Data in this exercise »

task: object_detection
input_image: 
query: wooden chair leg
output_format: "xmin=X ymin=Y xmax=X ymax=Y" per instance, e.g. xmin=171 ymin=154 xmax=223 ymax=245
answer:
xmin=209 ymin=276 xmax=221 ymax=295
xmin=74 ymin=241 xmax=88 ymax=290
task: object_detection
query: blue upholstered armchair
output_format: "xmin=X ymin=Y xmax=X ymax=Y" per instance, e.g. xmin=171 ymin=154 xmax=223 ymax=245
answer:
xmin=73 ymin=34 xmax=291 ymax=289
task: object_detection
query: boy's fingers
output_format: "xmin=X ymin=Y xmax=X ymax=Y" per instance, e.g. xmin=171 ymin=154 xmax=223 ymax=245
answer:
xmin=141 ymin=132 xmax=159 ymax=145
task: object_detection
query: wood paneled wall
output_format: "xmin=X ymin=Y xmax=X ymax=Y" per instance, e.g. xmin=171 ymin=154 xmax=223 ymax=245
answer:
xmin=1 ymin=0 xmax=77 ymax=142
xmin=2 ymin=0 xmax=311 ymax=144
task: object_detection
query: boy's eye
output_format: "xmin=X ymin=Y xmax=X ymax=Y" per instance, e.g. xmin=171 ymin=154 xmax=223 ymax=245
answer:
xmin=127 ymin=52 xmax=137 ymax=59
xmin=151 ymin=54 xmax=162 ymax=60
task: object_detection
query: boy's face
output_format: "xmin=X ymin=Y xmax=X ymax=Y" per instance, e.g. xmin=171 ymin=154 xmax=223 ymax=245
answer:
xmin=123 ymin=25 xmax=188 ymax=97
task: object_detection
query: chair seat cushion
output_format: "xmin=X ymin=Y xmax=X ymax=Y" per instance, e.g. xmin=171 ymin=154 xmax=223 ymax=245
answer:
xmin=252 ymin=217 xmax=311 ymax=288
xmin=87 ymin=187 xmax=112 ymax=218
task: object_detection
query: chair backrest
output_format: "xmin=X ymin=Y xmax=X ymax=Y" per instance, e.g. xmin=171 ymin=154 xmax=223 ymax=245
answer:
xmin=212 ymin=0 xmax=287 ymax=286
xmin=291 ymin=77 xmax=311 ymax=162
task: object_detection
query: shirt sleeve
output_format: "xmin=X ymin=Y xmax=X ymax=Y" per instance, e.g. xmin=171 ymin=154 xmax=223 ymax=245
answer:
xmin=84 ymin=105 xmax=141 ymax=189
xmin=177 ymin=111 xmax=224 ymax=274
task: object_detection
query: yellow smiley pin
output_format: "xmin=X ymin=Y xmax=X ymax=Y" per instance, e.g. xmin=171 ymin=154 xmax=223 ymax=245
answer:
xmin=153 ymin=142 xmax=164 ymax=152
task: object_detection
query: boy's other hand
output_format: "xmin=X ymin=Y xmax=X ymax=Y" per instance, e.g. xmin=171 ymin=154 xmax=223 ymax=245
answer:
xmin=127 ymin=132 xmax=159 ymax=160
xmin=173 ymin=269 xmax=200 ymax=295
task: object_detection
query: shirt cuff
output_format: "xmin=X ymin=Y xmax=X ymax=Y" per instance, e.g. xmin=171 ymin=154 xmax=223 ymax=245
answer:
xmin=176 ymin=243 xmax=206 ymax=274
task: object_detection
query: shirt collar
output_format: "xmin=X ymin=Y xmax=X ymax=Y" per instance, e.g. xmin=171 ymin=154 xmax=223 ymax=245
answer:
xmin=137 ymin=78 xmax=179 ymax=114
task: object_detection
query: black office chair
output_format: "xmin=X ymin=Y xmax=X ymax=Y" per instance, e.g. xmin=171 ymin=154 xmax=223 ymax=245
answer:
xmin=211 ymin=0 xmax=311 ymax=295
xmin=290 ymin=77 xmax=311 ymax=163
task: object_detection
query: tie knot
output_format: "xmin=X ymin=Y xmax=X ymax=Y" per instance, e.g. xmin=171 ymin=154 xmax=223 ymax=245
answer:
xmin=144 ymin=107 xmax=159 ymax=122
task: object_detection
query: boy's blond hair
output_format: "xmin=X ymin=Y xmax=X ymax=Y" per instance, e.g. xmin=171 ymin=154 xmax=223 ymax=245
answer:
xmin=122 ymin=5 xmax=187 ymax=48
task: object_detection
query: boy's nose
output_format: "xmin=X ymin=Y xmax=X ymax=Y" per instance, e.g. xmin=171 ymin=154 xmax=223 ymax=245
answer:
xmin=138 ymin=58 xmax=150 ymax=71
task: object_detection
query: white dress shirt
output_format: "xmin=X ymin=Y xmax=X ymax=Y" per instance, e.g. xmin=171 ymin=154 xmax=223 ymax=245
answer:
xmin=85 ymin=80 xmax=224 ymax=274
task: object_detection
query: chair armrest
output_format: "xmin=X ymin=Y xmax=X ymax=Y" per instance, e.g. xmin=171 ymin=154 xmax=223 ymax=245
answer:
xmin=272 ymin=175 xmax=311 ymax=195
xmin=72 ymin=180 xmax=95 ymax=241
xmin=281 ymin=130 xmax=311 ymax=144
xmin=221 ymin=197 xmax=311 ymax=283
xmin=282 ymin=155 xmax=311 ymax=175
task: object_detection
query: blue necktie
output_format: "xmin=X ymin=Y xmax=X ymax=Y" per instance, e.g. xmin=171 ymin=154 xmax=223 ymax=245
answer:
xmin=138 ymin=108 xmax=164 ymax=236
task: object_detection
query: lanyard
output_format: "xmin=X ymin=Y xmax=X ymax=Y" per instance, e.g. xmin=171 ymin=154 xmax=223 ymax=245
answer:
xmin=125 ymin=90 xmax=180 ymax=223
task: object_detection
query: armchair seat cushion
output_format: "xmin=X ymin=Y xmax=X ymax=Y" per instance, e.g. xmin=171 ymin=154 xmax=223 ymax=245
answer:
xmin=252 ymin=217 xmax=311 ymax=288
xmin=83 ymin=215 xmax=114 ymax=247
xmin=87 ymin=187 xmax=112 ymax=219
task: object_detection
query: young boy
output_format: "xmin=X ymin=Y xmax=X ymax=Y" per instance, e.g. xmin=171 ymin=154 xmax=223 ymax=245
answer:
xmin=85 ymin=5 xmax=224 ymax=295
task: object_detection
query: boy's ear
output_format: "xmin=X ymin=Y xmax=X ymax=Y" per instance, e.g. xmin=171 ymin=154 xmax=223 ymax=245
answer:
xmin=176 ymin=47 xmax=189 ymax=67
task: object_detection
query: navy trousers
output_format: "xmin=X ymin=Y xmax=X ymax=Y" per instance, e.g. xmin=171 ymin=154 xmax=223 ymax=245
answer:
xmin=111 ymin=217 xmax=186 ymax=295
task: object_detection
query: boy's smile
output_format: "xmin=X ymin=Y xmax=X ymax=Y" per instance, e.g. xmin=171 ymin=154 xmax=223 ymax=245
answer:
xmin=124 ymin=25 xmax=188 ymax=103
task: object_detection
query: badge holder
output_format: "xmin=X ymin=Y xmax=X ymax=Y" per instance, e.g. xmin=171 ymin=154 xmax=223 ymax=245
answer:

What is expected » Please list every line above that contains the word "cushion", treating uppercase and lowercase as different.

Final answer »
query: chair seat cushion
query: armchair seat cushion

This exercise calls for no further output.